## TASK PROMPT:
Set down the lines below exactly as they stand, please. Go from the first through the one containing "line as [617,613].".

## Extracted data entries:
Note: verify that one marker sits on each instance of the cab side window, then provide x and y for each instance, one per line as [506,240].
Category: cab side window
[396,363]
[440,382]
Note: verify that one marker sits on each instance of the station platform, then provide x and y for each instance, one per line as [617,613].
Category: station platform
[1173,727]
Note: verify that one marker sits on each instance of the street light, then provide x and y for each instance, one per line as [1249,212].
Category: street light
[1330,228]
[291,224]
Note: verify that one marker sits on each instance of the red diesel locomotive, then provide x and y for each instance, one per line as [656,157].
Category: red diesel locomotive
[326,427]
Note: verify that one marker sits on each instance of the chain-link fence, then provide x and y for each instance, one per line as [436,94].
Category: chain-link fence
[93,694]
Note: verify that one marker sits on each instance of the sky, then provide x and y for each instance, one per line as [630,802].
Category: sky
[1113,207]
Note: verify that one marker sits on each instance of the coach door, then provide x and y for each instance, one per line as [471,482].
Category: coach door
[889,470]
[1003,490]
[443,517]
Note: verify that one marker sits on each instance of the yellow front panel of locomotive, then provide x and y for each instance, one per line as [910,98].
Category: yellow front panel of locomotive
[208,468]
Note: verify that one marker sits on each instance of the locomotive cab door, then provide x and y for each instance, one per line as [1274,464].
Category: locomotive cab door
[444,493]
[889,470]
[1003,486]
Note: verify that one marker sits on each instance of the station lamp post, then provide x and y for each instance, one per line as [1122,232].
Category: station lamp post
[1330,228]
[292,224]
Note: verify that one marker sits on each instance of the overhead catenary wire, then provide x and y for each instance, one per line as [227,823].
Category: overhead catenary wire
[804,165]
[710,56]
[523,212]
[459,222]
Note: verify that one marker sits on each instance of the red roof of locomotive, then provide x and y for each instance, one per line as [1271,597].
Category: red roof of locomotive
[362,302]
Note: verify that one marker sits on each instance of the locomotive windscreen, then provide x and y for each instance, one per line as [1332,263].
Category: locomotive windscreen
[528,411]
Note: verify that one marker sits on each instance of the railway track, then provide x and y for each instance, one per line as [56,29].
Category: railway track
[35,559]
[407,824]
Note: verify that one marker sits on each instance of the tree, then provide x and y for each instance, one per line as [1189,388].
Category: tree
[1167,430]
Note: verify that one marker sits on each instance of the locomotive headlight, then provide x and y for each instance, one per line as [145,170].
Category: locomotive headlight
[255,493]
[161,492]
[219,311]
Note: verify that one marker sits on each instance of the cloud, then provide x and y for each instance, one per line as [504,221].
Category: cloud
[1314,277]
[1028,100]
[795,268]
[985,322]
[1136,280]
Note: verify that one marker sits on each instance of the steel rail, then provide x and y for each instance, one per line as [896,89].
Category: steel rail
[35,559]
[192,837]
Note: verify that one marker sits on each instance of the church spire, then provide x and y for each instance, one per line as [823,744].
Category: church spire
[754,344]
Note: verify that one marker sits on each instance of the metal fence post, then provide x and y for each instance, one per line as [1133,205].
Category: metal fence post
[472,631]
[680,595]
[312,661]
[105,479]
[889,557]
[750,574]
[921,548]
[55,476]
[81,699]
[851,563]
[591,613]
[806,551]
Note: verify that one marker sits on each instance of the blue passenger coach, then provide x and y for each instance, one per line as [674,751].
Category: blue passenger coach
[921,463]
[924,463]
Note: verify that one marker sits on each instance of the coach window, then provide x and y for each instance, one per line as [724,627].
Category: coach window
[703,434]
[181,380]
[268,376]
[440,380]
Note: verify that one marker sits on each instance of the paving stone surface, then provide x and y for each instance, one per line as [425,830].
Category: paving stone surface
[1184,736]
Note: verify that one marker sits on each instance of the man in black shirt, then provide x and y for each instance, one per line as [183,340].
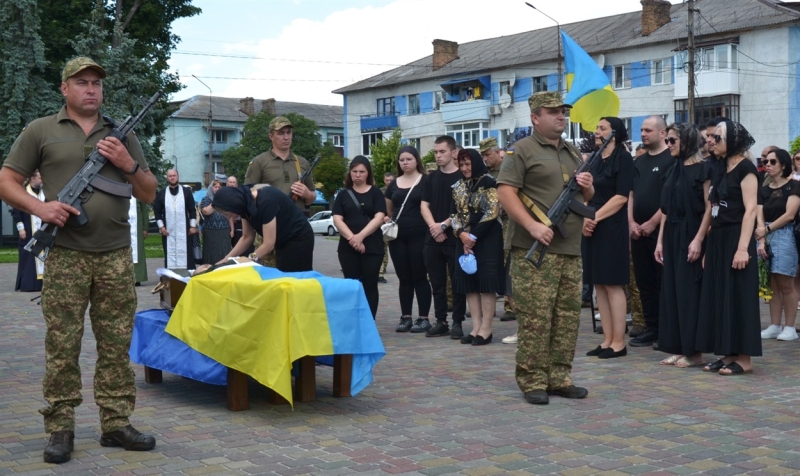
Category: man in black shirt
[644,219]
[440,245]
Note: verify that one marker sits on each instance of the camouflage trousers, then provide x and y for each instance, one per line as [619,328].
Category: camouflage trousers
[547,302]
[72,281]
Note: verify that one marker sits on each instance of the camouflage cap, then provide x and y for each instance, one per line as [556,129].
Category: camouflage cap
[279,123]
[546,99]
[487,144]
[76,65]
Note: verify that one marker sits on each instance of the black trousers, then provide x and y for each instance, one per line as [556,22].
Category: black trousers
[364,268]
[297,254]
[438,260]
[648,277]
[409,265]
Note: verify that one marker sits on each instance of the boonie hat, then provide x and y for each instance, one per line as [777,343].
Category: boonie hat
[279,123]
[487,144]
[76,65]
[546,99]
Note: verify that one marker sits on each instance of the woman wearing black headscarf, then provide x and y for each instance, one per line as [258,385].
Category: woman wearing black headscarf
[358,214]
[606,259]
[474,220]
[729,322]
[686,214]
[274,216]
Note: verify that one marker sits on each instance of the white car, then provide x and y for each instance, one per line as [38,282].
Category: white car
[322,222]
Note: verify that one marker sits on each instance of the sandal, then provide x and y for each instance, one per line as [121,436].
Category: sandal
[685,363]
[715,367]
[671,360]
[735,369]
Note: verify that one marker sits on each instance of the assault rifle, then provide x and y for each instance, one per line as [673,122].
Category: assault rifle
[566,203]
[81,187]
[305,175]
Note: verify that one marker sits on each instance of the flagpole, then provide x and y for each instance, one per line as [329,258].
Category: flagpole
[558,34]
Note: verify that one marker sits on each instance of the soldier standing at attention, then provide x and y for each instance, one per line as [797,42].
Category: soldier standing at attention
[548,299]
[88,264]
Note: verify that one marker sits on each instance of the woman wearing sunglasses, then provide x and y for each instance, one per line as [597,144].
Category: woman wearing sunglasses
[778,203]
[729,322]
[686,216]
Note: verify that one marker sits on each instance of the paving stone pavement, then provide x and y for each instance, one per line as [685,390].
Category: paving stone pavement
[435,407]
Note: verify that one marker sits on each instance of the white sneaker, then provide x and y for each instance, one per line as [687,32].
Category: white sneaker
[789,333]
[772,332]
[513,339]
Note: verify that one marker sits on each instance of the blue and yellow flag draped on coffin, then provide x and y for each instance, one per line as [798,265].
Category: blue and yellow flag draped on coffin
[588,89]
[259,320]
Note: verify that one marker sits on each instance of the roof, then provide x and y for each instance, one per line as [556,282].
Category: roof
[229,109]
[598,35]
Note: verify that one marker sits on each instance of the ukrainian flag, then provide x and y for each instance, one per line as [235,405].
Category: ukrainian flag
[259,320]
[588,89]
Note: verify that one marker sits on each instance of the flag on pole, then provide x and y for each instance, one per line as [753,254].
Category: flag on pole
[588,89]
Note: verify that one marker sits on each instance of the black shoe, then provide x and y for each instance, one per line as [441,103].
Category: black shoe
[59,447]
[422,324]
[645,339]
[440,329]
[129,438]
[610,353]
[405,325]
[569,392]
[456,332]
[537,397]
[595,352]
[508,316]
[480,340]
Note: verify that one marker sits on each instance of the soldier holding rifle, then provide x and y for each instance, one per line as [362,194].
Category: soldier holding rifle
[548,299]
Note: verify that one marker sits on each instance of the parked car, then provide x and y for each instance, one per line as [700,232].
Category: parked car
[322,222]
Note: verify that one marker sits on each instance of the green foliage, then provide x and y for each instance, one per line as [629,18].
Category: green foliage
[384,154]
[305,141]
[330,171]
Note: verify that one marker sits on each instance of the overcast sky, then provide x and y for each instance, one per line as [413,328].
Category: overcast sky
[301,50]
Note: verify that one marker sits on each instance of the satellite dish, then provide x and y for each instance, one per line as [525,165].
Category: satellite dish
[505,100]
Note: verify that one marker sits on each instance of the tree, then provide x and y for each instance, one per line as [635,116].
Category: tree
[305,141]
[384,154]
[24,94]
[330,171]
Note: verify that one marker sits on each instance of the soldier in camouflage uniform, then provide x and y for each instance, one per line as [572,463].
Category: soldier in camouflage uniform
[547,299]
[89,264]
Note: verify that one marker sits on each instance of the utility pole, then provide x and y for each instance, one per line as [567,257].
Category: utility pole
[210,167]
[690,97]
[558,33]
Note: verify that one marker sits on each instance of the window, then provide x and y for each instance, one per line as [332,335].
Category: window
[622,76]
[539,84]
[413,104]
[386,106]
[662,71]
[220,136]
[469,135]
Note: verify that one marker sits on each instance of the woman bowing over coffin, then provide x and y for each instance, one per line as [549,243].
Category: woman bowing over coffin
[273,215]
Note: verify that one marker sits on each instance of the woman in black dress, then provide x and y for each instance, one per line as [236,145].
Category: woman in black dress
[729,322]
[273,215]
[406,249]
[474,221]
[606,262]
[358,213]
[684,223]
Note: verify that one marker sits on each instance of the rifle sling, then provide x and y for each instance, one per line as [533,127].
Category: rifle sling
[540,215]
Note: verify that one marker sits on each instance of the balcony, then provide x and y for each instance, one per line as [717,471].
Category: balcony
[217,148]
[378,122]
[475,110]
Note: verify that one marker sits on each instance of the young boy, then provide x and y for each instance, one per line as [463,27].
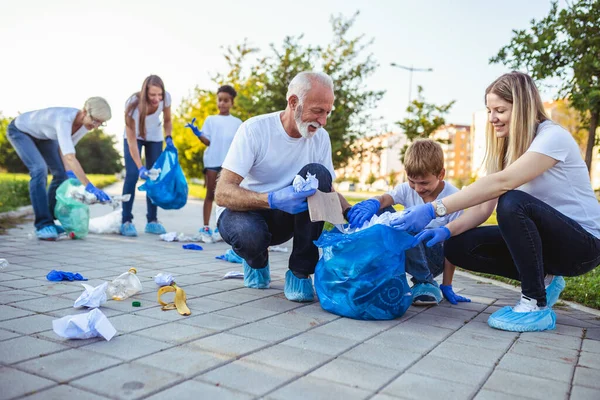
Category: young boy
[424,164]
[217,134]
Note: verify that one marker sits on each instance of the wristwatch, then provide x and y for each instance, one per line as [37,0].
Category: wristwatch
[439,208]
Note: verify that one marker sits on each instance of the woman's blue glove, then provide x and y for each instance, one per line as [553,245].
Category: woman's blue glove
[434,236]
[100,195]
[143,172]
[416,218]
[363,212]
[290,201]
[194,128]
[452,297]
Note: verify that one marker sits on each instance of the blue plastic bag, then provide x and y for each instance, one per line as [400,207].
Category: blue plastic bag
[169,191]
[361,275]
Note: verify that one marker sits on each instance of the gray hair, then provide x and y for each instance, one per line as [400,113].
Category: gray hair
[302,83]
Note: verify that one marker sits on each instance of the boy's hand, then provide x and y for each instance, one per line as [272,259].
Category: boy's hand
[452,297]
[363,212]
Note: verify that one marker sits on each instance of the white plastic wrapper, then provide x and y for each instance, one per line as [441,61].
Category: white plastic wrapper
[92,297]
[163,279]
[84,326]
[304,185]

## REPLY TO THE TASK:
Note: verify that one marker sits on each instance of the cab side window, then provide x and y for each instance, one per line as [506,240].
Category: cab side window
[396,363]
[440,382]
Note: verify that one marker sits on each instance of the station platform, then provide x and y for each instance, one per line as [617,613].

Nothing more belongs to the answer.